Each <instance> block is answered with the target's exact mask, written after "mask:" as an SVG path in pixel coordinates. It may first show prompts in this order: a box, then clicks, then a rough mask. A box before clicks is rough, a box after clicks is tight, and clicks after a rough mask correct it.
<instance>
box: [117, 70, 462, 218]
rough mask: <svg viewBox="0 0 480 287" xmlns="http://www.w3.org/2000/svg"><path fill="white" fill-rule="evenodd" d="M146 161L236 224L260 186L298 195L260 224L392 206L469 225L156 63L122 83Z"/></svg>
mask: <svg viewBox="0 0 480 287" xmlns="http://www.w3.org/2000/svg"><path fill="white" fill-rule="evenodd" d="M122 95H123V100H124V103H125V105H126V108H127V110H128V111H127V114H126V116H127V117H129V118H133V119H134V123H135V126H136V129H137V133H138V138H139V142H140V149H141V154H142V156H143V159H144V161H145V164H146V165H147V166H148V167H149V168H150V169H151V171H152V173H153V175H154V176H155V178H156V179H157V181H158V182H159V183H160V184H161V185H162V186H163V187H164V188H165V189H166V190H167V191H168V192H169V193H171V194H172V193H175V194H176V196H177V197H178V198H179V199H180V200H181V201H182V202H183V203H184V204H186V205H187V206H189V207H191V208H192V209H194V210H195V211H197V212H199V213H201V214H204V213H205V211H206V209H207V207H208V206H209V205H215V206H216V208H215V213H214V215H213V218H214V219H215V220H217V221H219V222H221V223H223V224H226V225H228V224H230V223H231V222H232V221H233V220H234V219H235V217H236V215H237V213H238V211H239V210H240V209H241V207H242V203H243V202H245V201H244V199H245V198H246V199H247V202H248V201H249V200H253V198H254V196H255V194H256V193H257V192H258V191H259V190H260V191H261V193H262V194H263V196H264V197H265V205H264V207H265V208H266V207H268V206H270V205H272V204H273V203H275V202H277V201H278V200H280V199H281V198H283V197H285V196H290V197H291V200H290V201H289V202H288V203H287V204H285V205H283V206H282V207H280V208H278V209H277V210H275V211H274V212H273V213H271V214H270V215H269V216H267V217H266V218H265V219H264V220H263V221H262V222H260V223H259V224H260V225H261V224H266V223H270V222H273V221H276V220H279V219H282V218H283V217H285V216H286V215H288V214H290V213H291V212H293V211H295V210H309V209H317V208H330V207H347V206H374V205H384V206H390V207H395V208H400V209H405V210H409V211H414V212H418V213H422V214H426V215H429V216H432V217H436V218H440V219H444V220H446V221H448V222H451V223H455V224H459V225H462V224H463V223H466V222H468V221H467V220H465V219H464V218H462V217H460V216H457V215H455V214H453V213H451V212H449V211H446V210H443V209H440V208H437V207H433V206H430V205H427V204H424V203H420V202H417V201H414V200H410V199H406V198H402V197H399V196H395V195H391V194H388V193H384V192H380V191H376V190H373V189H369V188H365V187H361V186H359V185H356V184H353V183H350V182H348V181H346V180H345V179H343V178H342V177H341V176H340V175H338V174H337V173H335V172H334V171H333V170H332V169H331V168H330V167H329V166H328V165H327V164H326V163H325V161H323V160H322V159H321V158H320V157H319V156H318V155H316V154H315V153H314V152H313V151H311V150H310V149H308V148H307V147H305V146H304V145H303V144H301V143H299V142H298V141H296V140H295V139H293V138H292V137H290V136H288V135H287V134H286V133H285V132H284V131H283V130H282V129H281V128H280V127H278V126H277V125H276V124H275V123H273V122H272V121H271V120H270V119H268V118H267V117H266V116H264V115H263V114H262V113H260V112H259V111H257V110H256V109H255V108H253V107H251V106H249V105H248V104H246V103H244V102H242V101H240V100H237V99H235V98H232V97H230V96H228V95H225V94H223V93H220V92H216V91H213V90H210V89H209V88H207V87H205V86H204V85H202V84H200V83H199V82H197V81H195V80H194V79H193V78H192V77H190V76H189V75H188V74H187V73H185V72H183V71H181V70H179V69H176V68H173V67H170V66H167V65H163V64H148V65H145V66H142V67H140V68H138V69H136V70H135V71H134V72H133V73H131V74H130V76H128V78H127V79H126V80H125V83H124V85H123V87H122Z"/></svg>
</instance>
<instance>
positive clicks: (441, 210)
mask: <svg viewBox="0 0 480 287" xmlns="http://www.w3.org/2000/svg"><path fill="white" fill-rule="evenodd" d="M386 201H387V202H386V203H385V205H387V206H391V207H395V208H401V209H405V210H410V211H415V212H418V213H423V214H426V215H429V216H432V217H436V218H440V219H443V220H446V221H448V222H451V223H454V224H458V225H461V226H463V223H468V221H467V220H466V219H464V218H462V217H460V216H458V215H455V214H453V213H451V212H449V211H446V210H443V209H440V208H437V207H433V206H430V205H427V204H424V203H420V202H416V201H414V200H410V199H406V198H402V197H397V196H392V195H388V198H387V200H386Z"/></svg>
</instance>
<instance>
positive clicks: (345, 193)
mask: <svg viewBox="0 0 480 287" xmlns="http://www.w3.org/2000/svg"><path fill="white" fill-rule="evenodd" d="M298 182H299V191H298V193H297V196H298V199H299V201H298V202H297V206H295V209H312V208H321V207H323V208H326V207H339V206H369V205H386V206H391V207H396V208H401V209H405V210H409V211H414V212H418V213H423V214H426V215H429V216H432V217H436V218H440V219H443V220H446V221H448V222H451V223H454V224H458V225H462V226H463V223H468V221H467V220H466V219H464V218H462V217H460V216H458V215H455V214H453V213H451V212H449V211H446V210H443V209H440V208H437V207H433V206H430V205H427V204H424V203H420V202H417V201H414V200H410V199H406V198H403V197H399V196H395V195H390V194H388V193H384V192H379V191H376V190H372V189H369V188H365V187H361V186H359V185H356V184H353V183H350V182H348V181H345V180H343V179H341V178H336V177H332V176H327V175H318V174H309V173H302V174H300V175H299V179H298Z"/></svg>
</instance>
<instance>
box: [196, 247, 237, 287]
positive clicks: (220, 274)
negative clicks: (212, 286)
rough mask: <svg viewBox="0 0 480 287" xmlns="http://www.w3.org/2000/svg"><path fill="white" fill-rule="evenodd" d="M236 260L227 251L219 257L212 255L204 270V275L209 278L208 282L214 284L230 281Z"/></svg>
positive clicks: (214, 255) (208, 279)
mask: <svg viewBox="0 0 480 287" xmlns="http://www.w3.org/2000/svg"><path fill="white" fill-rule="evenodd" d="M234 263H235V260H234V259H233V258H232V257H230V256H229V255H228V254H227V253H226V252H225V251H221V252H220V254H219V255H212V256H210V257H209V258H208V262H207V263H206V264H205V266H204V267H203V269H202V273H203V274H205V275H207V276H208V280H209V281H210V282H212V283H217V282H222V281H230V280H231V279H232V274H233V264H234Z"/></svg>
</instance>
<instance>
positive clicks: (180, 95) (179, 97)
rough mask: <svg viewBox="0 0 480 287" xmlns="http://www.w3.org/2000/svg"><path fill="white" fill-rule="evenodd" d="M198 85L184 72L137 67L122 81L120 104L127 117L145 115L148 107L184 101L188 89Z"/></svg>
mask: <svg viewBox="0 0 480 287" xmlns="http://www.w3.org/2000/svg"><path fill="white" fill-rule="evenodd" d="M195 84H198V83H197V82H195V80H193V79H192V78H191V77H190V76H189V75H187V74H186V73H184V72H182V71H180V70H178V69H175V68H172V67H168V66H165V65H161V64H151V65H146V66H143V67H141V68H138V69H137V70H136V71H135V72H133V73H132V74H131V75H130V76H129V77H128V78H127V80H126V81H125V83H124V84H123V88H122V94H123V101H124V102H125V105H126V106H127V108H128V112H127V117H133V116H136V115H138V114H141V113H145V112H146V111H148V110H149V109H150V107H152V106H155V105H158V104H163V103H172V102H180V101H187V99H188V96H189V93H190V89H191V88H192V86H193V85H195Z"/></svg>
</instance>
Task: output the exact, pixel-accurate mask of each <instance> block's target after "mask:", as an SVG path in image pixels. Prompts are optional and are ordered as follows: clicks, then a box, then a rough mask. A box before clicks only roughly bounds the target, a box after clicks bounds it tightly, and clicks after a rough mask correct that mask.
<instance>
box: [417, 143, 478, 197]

**TASK DIRECTIONS:**
Show all lines from the records above where the word "then" occurs.

**RESPONSE FOR THIS EXERCISE:**
Each <instance> block is answered with the target's exact mask, written after "mask:" as an SVG path in pixel coordinates. It may first show prompts in this order: a box, then clicks, then a rough mask. A box before clicks is rough, a box after clicks is tight, and clicks after a rough mask correct it.
Task: output the exact, pixel-accurate mask of each <instance> block's target after "mask:", as an SVG path in image pixels. Prompts are optional and are ordered as follows: clicks, then a box, then a rough mask. A box before clicks only roughly bounds the target, a box after clicks bounds it tightly, and clicks after a rough mask correct that mask.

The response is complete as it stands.